[start of LISTING]
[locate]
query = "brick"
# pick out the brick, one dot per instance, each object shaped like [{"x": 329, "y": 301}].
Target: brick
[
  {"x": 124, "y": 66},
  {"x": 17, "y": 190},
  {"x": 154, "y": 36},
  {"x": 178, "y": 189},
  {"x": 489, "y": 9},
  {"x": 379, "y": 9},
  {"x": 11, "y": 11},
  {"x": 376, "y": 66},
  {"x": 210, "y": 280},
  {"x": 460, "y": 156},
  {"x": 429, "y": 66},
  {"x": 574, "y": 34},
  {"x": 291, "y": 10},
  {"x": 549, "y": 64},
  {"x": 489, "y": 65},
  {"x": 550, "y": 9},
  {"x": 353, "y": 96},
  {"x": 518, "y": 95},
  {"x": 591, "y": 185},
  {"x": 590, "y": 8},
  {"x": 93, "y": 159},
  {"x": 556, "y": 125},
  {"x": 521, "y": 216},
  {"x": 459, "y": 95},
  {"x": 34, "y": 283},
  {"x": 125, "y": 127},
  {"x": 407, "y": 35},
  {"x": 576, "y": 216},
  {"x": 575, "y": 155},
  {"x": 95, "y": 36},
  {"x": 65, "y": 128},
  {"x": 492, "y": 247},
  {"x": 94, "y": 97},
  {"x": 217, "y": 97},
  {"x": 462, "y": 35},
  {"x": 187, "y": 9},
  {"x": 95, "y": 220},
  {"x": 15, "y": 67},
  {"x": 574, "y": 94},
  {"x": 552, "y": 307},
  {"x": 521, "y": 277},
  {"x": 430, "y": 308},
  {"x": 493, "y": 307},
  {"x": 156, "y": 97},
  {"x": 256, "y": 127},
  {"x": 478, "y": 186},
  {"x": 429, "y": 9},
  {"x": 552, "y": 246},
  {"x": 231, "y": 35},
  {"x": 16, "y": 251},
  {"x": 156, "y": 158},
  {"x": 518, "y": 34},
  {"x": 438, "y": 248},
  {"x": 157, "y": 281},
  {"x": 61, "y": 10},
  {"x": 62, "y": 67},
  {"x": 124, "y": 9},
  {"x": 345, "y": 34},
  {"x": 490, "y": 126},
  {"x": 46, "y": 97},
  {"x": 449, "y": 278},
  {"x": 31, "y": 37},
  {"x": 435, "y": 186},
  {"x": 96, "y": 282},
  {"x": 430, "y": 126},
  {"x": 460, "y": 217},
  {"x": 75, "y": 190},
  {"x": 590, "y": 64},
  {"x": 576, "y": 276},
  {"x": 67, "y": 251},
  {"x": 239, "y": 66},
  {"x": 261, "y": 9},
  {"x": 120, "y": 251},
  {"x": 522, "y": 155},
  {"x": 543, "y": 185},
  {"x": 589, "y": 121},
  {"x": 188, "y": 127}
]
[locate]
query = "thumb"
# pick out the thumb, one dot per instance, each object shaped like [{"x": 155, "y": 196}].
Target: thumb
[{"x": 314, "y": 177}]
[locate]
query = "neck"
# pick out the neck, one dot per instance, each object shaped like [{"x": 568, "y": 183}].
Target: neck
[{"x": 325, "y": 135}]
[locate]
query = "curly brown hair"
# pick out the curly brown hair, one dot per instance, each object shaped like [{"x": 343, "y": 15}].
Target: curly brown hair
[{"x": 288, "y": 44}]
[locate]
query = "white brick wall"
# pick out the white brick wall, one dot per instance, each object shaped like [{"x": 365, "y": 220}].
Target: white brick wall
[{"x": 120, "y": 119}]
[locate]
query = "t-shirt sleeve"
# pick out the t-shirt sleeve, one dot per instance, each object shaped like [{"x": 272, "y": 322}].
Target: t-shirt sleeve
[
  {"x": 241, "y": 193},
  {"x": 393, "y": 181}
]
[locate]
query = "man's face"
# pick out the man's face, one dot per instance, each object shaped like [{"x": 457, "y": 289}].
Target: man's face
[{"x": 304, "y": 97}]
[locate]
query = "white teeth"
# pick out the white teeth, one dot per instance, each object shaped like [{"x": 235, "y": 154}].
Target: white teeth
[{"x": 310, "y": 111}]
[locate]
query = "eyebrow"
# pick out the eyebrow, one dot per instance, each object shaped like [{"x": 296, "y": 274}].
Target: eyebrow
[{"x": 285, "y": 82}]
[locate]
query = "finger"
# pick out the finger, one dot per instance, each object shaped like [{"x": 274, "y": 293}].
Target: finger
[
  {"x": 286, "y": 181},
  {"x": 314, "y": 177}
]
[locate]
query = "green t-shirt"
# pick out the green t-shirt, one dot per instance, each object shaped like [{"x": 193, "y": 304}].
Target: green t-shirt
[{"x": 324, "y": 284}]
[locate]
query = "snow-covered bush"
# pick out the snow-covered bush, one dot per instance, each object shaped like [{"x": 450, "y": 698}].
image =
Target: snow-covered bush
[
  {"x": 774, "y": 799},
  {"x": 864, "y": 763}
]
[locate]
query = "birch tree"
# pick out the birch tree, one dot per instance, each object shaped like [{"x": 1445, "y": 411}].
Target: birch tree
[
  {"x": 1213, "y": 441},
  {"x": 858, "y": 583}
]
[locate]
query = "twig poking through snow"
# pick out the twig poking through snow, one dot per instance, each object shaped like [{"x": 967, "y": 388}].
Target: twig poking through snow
[end of LISTING]
State how many lines in the entries above contain the word “curly”, and reply with the number alone.

3